▶ _What the task requires_
Please reproduce the entries that follow, keeping each word intact.
________
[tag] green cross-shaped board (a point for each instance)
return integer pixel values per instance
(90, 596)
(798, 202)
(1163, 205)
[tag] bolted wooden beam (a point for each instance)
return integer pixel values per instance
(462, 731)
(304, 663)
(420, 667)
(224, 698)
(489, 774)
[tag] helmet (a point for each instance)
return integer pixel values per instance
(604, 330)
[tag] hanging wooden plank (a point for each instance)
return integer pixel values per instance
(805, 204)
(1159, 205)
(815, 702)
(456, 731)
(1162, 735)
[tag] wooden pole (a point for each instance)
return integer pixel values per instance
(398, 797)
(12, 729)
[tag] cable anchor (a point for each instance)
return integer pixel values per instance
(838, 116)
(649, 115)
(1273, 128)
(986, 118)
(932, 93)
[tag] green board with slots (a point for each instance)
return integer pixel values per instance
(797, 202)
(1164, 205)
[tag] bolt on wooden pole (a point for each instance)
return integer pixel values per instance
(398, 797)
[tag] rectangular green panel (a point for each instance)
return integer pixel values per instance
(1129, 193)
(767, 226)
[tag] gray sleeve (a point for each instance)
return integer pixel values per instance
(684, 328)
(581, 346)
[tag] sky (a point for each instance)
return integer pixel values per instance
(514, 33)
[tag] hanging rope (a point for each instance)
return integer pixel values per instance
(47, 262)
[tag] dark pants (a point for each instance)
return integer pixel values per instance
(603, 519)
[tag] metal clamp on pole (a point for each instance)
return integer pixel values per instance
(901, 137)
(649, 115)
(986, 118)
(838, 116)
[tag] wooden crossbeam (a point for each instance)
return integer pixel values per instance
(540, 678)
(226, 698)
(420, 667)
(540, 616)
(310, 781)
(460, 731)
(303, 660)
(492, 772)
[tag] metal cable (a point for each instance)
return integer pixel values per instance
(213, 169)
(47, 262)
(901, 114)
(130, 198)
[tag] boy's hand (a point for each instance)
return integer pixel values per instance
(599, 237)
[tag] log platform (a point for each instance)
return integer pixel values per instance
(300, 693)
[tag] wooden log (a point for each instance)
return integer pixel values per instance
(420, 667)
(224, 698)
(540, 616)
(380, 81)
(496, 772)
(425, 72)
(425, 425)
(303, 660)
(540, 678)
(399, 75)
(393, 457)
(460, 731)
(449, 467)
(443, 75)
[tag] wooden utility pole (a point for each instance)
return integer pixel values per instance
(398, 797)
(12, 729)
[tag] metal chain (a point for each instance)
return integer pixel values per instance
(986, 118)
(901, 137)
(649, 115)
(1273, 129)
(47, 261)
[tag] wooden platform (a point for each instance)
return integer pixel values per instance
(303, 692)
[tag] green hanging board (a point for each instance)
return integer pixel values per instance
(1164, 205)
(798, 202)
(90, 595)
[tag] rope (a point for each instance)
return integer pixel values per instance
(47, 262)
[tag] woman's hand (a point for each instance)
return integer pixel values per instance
________
▶ _Written solution_
[tag] green cross-shaped board (a point for each instance)
return integer pixel values per instance
(90, 596)
(798, 202)
(1163, 205)
[tag] bolted wooden beam (a point for each instance)
return integer pixel values per instance
(462, 731)
(304, 663)
(420, 667)
(224, 698)
(489, 774)
[tag] helmet (a point for each instance)
return integer pixel values per instance
(604, 330)
[tag] hanging wooden plank (a point for each instance)
return integer pixel values per instance
(805, 204)
(1159, 205)
(815, 702)
(456, 731)
(1162, 735)
[tag] wooden pole (a point for each instance)
return integer pixel values per instance
(398, 797)
(12, 729)
[tag] cable anchor (a point for each instance)
return integer pixel values per instance
(838, 116)
(649, 115)
(1273, 128)
(986, 118)
(932, 93)
[tag] green board with slots (a point for each instance)
return integer pixel values per instance
(797, 202)
(1164, 205)
[tag] bolt on wooden pole (a point for each instance)
return integer pixel values per instance
(398, 797)
[tag] rectangular green panel (a point for each instance)
return integer pixel values per instance
(1129, 193)
(767, 226)
[tag] gray sleeve (a point for each instance)
return integer pixel values per instance
(684, 328)
(581, 346)
[tag] sky (a point for each instance)
return integer pixel values per instance
(514, 33)
[tag] hanging rope (a point for each instance)
return integer pixel values per instance
(47, 262)
[tag] dark pants (a point for each instance)
return integer pixel values per instance
(603, 519)
[tag] metal clamp on pole (a point for each instance)
return integer pixel values per instance
(901, 137)
(649, 115)
(986, 118)
(838, 116)
[tag] wooden crossbeam (a point for each instance)
return integer pixel values per instance
(540, 678)
(226, 698)
(420, 667)
(540, 616)
(310, 781)
(460, 731)
(303, 660)
(492, 772)
[tag] metal cable (a point for each instance)
return integer pixel values per instance
(213, 169)
(47, 262)
(901, 114)
(130, 198)
[tag] boy's hand (a point for each instance)
return integer pixel values per instance
(599, 237)
[tag] log platform (a point for each instance)
return integer pixel values per instance
(300, 693)
[tag] wooden log (a point for each instance)
return integer pixel values per instance
(420, 667)
(224, 698)
(540, 616)
(380, 81)
(496, 772)
(425, 72)
(425, 425)
(303, 660)
(540, 678)
(399, 75)
(393, 457)
(460, 731)
(449, 467)
(443, 75)
[tag] wooden utility pole (a point for each instance)
return integer pixel values per instance
(398, 797)
(12, 729)
[tag] metal chain (a point for each instance)
return integer pixel values per instance
(986, 118)
(901, 137)
(649, 115)
(1273, 129)
(47, 261)
[tag] wooden platform (a point for each instance)
return integer pixel values per instance
(303, 692)
[tag] green hanging board (a point for each instance)
return integer pixel values per instance
(1164, 205)
(798, 202)
(90, 595)
[tag] rope (a point for each instance)
return integer pixel values per instance
(47, 262)
[tag] woman's hand (a point for each instance)
return integer pixel values per instance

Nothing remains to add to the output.